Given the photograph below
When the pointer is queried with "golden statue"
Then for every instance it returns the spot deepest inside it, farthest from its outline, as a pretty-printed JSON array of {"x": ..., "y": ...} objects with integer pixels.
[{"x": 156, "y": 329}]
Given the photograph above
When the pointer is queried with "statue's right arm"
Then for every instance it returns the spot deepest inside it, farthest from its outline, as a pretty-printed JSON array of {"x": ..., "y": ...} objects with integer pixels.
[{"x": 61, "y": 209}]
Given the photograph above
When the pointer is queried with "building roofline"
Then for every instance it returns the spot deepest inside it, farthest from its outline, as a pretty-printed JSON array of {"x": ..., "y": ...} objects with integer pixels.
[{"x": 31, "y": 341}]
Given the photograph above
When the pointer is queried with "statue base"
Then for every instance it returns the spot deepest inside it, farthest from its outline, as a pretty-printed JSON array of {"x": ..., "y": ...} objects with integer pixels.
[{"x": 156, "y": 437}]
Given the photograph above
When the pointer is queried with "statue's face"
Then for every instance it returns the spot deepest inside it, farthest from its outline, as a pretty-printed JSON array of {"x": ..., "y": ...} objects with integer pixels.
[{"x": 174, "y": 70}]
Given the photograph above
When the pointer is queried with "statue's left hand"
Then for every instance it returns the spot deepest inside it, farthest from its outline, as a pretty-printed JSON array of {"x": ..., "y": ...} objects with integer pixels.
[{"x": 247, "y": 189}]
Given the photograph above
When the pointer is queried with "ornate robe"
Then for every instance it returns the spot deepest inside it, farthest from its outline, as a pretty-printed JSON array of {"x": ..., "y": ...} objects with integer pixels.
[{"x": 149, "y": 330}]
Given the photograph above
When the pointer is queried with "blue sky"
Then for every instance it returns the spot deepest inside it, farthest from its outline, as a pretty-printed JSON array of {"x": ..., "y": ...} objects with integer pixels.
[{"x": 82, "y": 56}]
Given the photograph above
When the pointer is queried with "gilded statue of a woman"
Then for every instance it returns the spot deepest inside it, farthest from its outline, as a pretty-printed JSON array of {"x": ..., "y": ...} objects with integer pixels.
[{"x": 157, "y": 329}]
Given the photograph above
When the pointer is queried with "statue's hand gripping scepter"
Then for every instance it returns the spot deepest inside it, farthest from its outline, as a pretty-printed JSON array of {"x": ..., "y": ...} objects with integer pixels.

------------------------------------

= What is needed =
Please extract every line of the entries above that contains the string "hand", matching case exactly.

= Written solution =
When the pointer is queried with "statue's left hand"
When the pointer is queried with "statue's hand gripping scepter"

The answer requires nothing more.